##### Exercise materials

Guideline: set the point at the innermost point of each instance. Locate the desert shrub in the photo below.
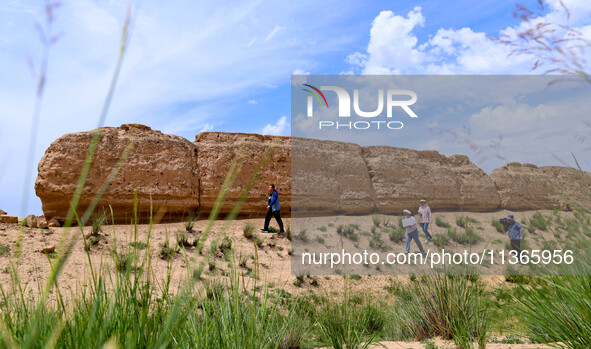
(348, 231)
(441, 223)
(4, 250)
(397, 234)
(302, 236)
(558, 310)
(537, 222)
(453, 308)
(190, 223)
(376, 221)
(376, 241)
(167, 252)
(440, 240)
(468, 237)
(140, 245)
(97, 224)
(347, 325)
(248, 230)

##########
##### Exercise materials

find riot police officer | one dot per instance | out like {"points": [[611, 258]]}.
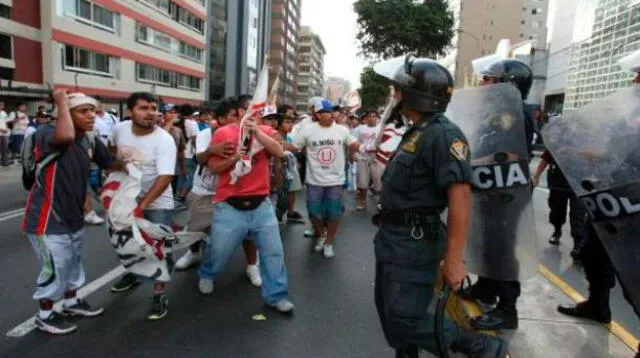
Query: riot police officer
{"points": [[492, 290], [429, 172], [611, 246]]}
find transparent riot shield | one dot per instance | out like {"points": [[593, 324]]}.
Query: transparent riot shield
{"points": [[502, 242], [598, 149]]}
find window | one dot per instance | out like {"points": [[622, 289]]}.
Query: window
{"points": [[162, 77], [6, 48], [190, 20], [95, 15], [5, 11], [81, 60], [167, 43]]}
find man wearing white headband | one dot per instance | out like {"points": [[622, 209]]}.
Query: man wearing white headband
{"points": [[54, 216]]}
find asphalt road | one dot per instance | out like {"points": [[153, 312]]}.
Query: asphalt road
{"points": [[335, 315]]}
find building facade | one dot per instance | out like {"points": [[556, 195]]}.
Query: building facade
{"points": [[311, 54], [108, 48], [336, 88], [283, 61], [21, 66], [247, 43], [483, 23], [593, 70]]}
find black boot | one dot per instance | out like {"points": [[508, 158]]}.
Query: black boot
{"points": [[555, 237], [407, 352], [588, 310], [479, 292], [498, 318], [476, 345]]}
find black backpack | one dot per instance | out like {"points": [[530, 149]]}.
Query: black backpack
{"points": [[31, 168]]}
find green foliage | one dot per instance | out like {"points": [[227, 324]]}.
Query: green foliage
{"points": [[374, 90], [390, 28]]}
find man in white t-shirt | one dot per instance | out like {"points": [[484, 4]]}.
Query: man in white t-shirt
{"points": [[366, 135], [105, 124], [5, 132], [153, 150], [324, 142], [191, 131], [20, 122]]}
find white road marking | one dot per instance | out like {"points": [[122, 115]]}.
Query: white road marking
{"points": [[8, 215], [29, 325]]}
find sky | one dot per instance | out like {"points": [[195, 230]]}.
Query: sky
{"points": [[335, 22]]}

##########

* **Aim of the exercise**: The answer must consist of every line from the entries that holds the string "like".

* **Answer box**:
find riot police officer | one dot per instance | out like {"points": [[611, 258]]}.
find transparent riot shield | one dot per instance | out like {"points": [[593, 324]]}.
find window | one dot per instance | out like {"points": [[622, 289]]}.
find man wearing white headband | one dot per instance | out like {"points": [[622, 209]]}.
find asphalt road | one dot per instance | out like {"points": [[153, 312]]}.
find building facade | one dot per instance | out like {"points": [[556, 195]]}.
find black boot | one dot per instance | out like {"points": [[508, 158]]}.
find black backpack | one dot per instance | out like {"points": [[530, 149]]}.
find green foliage | one dot per instance | out like {"points": [[227, 324]]}.
find man in white t-shirt | one dot per instance | out like {"points": [[484, 4]]}.
find white road marking | one dot per instance | out like {"points": [[122, 115]]}.
find sky | one dot per instance | out like {"points": [[195, 230]]}.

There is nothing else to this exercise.